• _What is needed_: When you reach the line holding "Please annotate the white window", please begin to restate the lines word for word and continue through the last one in the material, excluding pictures.

____

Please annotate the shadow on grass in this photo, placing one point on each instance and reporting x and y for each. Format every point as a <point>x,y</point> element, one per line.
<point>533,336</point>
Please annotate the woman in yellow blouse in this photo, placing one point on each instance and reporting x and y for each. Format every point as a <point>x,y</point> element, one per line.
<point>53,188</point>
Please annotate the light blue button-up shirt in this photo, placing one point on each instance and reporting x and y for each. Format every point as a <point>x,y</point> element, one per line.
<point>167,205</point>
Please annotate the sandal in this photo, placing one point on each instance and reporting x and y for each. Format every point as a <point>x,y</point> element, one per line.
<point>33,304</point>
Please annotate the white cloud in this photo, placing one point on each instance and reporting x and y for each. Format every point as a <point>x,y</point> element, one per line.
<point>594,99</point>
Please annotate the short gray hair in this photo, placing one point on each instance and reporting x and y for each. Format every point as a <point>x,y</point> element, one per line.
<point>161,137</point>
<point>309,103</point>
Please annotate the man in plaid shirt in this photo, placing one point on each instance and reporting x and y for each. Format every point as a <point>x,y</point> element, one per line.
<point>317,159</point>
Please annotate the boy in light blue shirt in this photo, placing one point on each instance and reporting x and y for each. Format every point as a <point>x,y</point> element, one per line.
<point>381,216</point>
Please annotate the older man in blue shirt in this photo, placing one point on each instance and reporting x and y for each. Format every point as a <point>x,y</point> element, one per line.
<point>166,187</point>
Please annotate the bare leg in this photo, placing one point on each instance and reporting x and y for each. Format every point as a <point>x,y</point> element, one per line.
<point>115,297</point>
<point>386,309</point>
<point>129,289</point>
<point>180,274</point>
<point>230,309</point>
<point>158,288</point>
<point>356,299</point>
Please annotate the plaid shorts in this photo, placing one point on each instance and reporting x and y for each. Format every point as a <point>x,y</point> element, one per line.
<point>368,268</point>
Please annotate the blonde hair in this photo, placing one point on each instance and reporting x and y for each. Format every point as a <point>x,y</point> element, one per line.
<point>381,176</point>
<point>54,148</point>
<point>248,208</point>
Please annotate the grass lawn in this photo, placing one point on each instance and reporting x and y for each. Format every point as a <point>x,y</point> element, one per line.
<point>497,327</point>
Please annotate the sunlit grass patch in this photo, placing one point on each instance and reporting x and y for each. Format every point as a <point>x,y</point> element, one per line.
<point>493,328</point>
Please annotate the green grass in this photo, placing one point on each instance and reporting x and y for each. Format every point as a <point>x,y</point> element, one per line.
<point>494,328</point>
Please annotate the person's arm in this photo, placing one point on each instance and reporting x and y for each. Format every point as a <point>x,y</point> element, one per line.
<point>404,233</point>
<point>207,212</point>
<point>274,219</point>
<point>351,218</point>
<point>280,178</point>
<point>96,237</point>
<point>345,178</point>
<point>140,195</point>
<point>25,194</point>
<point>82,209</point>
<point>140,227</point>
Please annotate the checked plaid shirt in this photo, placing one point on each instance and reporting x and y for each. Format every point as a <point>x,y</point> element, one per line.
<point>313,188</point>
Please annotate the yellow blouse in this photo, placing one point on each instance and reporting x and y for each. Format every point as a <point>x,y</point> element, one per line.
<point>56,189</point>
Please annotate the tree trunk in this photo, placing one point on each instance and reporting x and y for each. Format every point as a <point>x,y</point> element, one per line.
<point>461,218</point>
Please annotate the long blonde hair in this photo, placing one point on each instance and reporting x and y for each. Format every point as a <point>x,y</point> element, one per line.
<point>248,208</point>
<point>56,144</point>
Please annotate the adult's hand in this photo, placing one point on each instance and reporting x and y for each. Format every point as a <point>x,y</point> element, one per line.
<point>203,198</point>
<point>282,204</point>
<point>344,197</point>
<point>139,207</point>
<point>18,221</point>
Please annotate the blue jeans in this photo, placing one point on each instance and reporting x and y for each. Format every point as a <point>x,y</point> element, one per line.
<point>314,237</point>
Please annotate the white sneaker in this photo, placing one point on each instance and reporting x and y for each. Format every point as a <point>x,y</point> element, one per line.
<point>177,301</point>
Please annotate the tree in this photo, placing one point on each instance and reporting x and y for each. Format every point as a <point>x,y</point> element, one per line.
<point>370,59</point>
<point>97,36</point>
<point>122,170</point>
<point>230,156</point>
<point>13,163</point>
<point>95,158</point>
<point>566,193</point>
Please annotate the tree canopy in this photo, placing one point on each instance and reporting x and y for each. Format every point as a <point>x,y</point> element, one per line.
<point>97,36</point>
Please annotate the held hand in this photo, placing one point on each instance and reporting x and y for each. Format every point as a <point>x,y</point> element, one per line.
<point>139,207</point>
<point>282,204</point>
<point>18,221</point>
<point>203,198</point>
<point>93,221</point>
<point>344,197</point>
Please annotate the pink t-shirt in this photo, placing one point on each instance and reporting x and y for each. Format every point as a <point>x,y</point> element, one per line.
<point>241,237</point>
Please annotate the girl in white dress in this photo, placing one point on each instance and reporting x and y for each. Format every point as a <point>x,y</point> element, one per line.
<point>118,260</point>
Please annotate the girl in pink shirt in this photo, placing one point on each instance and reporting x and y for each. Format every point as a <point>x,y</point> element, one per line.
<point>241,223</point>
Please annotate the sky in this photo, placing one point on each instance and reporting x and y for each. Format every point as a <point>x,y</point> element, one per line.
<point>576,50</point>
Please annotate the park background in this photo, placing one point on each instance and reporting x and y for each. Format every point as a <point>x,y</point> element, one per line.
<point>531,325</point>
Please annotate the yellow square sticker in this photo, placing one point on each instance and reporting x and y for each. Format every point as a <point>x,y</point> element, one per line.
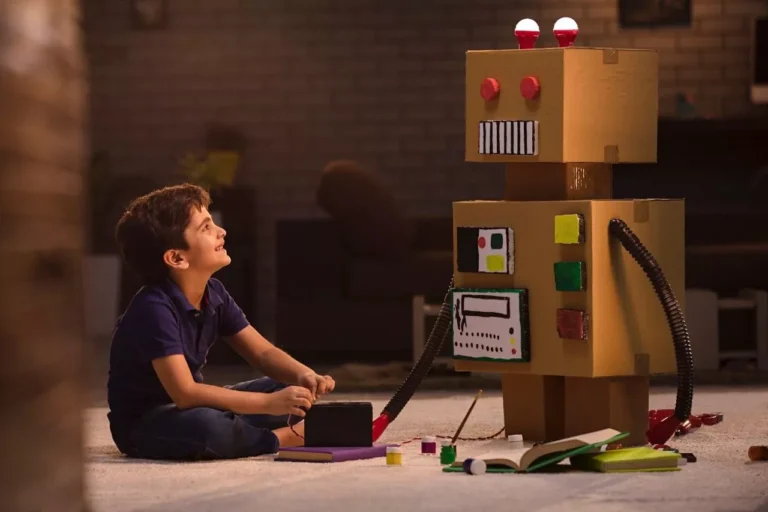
<point>495,263</point>
<point>569,229</point>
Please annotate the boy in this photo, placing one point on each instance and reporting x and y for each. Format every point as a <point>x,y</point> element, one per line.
<point>159,406</point>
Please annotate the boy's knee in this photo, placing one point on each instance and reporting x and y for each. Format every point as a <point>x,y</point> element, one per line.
<point>231,437</point>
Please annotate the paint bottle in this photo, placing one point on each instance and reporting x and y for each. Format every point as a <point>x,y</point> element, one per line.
<point>394,456</point>
<point>474,466</point>
<point>447,453</point>
<point>428,445</point>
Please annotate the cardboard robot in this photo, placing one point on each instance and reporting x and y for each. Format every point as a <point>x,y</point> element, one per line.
<point>574,297</point>
<point>544,291</point>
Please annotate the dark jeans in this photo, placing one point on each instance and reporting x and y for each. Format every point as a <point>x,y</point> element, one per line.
<point>202,433</point>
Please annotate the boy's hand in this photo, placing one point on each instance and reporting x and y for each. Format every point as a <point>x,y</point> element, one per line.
<point>317,384</point>
<point>288,401</point>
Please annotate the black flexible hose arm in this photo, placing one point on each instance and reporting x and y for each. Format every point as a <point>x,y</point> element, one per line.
<point>672,310</point>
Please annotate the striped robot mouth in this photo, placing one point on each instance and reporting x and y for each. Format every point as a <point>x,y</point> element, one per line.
<point>509,138</point>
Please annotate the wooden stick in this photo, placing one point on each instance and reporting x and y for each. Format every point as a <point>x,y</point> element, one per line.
<point>458,431</point>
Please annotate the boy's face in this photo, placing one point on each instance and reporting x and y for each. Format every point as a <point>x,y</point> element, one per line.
<point>206,253</point>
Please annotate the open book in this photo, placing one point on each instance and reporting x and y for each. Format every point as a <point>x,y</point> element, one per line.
<point>526,460</point>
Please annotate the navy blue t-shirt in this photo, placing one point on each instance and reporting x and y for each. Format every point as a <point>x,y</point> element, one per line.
<point>158,322</point>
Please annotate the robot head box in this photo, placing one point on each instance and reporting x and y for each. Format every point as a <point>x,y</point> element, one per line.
<point>563,104</point>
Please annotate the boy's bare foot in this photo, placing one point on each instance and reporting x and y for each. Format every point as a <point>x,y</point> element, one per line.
<point>286,436</point>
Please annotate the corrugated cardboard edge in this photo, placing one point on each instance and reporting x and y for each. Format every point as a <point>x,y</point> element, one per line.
<point>642,211</point>
<point>611,154</point>
<point>610,56</point>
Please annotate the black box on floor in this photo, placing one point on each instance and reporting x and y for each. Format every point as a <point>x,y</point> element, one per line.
<point>342,424</point>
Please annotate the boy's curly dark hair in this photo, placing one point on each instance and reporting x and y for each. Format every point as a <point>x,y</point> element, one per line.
<point>155,223</point>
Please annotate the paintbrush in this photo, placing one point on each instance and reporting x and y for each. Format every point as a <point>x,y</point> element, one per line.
<point>458,431</point>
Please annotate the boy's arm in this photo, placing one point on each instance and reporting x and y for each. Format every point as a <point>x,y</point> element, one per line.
<point>157,339</point>
<point>275,363</point>
<point>177,380</point>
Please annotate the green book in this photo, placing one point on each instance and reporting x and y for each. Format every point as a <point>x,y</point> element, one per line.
<point>643,458</point>
<point>543,456</point>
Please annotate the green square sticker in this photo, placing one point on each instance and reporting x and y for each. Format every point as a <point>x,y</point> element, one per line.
<point>570,276</point>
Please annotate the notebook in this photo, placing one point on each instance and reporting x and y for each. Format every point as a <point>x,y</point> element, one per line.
<point>643,458</point>
<point>330,454</point>
<point>534,458</point>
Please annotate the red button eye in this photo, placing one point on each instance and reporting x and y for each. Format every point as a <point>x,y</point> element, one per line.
<point>490,89</point>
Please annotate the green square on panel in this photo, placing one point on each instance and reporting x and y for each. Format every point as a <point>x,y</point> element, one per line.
<point>570,276</point>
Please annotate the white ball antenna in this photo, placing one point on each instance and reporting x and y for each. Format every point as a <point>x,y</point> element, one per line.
<point>526,32</point>
<point>565,31</point>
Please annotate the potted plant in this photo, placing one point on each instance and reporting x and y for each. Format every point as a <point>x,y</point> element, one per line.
<point>213,171</point>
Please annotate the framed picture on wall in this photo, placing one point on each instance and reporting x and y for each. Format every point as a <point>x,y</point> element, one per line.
<point>149,14</point>
<point>654,13</point>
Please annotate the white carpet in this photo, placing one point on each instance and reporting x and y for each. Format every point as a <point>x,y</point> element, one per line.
<point>723,479</point>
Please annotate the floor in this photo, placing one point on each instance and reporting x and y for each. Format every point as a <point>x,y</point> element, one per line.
<point>723,479</point>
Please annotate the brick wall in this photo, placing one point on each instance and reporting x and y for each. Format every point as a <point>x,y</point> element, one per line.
<point>311,81</point>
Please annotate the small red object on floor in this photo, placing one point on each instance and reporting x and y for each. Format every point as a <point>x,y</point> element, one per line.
<point>756,453</point>
<point>656,417</point>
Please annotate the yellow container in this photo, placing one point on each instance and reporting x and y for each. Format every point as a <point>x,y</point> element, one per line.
<point>394,456</point>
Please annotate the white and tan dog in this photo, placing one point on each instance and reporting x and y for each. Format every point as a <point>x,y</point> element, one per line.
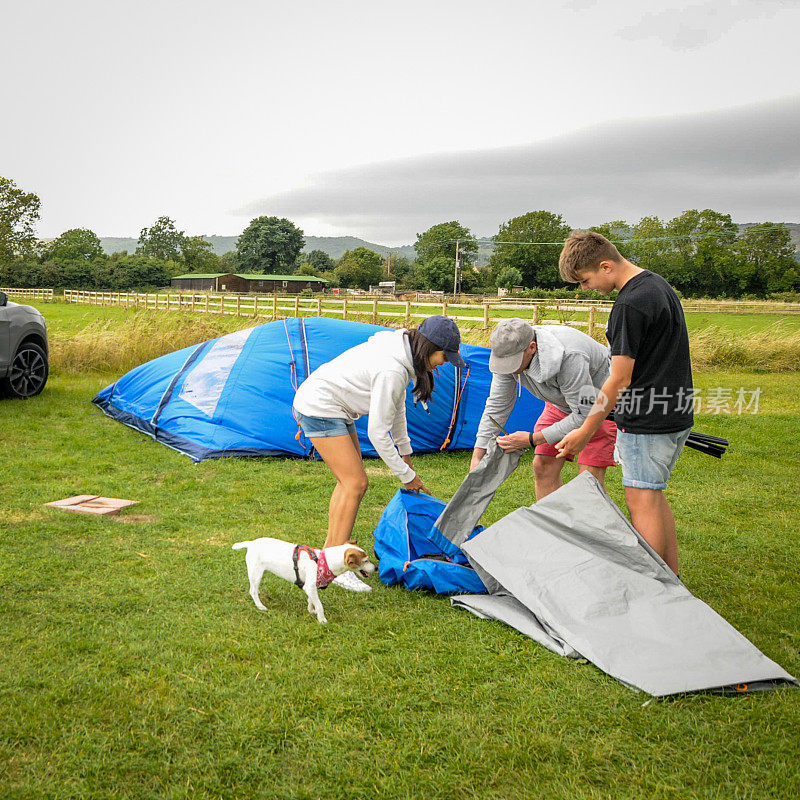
<point>307,567</point>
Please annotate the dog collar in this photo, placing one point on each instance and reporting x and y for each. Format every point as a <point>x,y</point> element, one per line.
<point>324,575</point>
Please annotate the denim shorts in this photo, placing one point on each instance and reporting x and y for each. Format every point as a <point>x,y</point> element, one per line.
<point>314,427</point>
<point>648,458</point>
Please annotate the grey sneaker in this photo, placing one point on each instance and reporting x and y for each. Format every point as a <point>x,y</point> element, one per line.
<point>349,580</point>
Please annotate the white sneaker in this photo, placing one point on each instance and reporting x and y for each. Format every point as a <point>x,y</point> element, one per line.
<point>349,580</point>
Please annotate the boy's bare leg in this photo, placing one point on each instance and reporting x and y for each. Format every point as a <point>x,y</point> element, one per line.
<point>547,474</point>
<point>652,516</point>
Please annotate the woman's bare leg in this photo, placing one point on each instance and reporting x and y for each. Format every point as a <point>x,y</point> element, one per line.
<point>342,454</point>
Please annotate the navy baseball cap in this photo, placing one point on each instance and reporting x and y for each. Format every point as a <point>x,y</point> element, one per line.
<point>444,333</point>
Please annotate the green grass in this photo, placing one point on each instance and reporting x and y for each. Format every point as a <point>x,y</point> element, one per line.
<point>135,665</point>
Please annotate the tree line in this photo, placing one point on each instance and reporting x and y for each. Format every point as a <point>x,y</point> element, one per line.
<point>701,253</point>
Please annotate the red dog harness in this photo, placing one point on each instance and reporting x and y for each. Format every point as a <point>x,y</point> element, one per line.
<point>324,575</point>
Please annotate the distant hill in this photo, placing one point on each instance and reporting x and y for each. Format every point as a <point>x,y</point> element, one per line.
<point>334,246</point>
<point>794,231</point>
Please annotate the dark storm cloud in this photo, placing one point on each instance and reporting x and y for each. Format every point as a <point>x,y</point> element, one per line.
<point>692,26</point>
<point>743,161</point>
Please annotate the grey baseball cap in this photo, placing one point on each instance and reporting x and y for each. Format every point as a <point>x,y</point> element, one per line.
<point>444,333</point>
<point>509,340</point>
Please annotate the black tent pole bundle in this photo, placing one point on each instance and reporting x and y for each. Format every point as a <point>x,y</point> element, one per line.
<point>706,443</point>
<point>703,442</point>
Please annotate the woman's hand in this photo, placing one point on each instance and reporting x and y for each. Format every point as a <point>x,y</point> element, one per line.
<point>519,440</point>
<point>416,485</point>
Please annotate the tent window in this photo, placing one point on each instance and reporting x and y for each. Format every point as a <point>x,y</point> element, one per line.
<point>204,385</point>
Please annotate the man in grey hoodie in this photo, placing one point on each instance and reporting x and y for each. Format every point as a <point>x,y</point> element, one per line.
<point>565,368</point>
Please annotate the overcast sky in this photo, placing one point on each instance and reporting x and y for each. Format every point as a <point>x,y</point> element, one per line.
<point>380,119</point>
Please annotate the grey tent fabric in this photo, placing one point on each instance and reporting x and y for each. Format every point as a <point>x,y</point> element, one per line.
<point>573,574</point>
<point>472,498</point>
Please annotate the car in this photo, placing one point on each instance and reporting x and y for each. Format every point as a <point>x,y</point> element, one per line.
<point>24,360</point>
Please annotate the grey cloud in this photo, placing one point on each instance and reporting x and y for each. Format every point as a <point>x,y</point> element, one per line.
<point>689,27</point>
<point>744,161</point>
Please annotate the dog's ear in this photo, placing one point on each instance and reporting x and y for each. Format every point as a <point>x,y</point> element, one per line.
<point>354,556</point>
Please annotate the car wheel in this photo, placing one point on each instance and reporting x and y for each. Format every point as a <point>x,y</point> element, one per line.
<point>28,373</point>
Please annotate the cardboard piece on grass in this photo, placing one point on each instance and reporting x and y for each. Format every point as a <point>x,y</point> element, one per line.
<point>92,504</point>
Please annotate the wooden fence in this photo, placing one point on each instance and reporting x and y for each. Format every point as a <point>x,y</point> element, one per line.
<point>374,309</point>
<point>30,294</point>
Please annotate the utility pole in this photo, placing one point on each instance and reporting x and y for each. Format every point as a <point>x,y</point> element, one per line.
<point>457,273</point>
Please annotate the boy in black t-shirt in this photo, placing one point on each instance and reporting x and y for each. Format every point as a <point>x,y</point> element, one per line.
<point>650,382</point>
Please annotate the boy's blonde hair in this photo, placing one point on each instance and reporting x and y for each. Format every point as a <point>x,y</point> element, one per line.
<point>584,250</point>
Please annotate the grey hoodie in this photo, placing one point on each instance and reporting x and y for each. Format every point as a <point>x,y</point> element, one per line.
<point>568,369</point>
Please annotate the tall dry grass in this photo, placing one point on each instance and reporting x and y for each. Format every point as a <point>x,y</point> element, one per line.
<point>116,346</point>
<point>772,349</point>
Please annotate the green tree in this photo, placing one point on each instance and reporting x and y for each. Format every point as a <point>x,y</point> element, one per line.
<point>19,213</point>
<point>538,263</point>
<point>76,244</point>
<point>704,248</point>
<point>198,255</point>
<point>319,260</point>
<point>269,245</point>
<point>162,241</point>
<point>767,260</point>
<point>434,273</point>
<point>396,268</point>
<point>649,247</point>
<point>359,268</point>
<point>617,232</point>
<point>440,241</point>
<point>121,272</point>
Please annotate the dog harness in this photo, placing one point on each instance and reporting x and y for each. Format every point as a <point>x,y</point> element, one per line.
<point>324,575</point>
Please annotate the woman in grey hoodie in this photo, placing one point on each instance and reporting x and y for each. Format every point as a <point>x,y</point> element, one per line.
<point>371,378</point>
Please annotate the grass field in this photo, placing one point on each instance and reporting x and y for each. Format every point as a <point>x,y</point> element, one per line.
<point>135,665</point>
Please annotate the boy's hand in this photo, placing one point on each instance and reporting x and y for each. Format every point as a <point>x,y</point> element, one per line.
<point>477,456</point>
<point>519,440</point>
<point>572,443</point>
<point>416,485</point>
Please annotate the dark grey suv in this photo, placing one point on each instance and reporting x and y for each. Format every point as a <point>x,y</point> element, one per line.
<point>23,349</point>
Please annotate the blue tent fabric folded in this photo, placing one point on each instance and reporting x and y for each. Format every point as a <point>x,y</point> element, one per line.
<point>414,554</point>
<point>232,396</point>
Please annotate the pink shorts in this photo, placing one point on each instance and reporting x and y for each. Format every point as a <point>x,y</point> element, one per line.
<point>599,452</point>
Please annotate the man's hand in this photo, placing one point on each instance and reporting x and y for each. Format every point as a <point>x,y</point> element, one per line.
<point>519,440</point>
<point>573,442</point>
<point>416,485</point>
<point>477,456</point>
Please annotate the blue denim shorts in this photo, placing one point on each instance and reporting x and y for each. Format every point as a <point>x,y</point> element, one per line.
<point>648,458</point>
<point>314,427</point>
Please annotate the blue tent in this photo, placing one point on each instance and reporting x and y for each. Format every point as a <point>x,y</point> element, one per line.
<point>232,396</point>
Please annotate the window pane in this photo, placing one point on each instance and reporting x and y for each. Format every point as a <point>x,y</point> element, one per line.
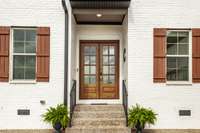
<point>18,35</point>
<point>183,49</point>
<point>177,69</point>
<point>92,50</point>
<point>105,80</point>
<point>30,35</point>
<point>87,50</point>
<point>105,50</point>
<point>86,79</point>
<point>171,39</point>
<point>93,60</point>
<point>18,61</point>
<point>92,79</point>
<point>92,69</point>
<point>87,60</point>
<point>111,59</point>
<point>30,47</point>
<point>112,50</point>
<point>171,49</point>
<point>171,62</point>
<point>183,75</point>
<point>30,73</point>
<point>30,61</point>
<point>111,79</point>
<point>172,33</point>
<point>171,74</point>
<point>18,67</point>
<point>18,73</point>
<point>18,47</point>
<point>87,70</point>
<point>183,63</point>
<point>112,70</point>
<point>105,60</point>
<point>183,37</point>
<point>105,69</point>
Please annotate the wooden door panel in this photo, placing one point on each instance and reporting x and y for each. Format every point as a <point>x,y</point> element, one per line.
<point>89,71</point>
<point>99,69</point>
<point>109,70</point>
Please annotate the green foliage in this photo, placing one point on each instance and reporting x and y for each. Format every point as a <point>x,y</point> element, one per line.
<point>138,114</point>
<point>57,114</point>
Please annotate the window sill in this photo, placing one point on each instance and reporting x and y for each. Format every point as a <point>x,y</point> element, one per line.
<point>179,83</point>
<point>23,82</point>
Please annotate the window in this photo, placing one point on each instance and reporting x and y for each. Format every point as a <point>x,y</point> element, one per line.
<point>178,55</point>
<point>23,54</point>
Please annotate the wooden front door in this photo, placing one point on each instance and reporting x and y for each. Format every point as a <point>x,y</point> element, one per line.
<point>99,69</point>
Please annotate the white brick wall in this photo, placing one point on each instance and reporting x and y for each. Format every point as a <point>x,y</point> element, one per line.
<point>27,96</point>
<point>143,16</point>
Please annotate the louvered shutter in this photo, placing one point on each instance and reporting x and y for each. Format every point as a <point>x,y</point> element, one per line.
<point>43,54</point>
<point>4,53</point>
<point>196,55</point>
<point>159,55</point>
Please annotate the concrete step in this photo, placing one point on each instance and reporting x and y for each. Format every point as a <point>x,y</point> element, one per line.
<point>99,122</point>
<point>98,114</point>
<point>99,107</point>
<point>98,130</point>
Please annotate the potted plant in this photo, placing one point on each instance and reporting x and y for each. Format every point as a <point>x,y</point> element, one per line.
<point>139,116</point>
<point>57,117</point>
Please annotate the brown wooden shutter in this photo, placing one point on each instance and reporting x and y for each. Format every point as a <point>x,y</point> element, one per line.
<point>159,74</point>
<point>196,55</point>
<point>4,53</point>
<point>43,54</point>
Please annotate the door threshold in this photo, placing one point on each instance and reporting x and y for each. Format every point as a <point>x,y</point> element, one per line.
<point>99,103</point>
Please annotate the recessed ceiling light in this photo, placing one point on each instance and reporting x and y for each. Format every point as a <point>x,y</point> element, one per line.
<point>99,15</point>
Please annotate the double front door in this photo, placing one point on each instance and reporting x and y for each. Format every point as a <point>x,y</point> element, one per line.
<point>99,69</point>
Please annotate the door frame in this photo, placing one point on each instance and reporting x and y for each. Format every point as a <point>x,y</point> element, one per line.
<point>117,84</point>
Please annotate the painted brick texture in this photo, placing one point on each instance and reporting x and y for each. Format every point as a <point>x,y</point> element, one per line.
<point>165,99</point>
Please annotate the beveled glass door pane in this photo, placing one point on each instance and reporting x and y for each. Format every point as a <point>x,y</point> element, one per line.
<point>108,65</point>
<point>90,65</point>
<point>99,72</point>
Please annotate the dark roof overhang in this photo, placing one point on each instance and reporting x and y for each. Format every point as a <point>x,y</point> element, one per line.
<point>100,4</point>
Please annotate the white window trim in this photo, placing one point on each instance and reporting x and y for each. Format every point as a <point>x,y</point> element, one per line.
<point>189,82</point>
<point>11,80</point>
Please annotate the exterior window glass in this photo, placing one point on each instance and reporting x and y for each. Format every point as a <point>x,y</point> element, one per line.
<point>24,54</point>
<point>178,56</point>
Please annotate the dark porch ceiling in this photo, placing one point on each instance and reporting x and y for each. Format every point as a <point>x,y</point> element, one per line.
<point>100,4</point>
<point>111,11</point>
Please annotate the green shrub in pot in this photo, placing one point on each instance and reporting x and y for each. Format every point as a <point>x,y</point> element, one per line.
<point>57,117</point>
<point>139,116</point>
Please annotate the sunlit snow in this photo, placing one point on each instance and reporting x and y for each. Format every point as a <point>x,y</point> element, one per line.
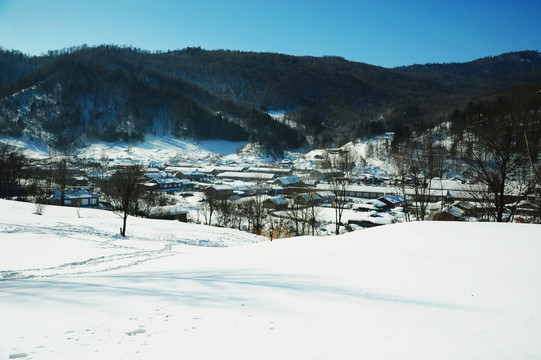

____

• _Result of the task_:
Please annotate the white window trim in this photo, placing one point on each instance and reporting x and y for each. Format every point as a <point>x,y</point> element, one per line.
<point>189,82</point>
<point>11,80</point>
Please annotate the exterior window glass in this photo, placing one point on each instance and reporting x and y for each. Format every point as a <point>x,y</point> element, one per line.
<point>24,54</point>
<point>178,56</point>
Please annotate the dark porch ceiling in this photo, placing one point on each instance and reporting x and y for each. Format every point as a <point>x,y</point> element, one per line.
<point>100,4</point>
<point>111,11</point>
Please annotate the green shrub in pot in this photo, placing one point on each instance and reporting x and y for each. Format every point as a <point>x,y</point> element, one per line.
<point>57,117</point>
<point>139,116</point>
Please annotate the sunlit snow in this photo, placing one point on each instance and reporting x and y for each. Format every point as a <point>x,y</point> element, one per line.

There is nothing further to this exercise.